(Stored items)
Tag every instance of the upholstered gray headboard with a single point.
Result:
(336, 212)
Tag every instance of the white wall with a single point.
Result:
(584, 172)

◆ **TRY IT**: Without leaving anything out, output all of the data above exactly.

◆ **EXERCISE RESPONSE**:
Tag every instance of the upholstered gray headboard with a single point.
Result:
(336, 212)
Tag every instance of the white wall with a single point.
Result:
(584, 172)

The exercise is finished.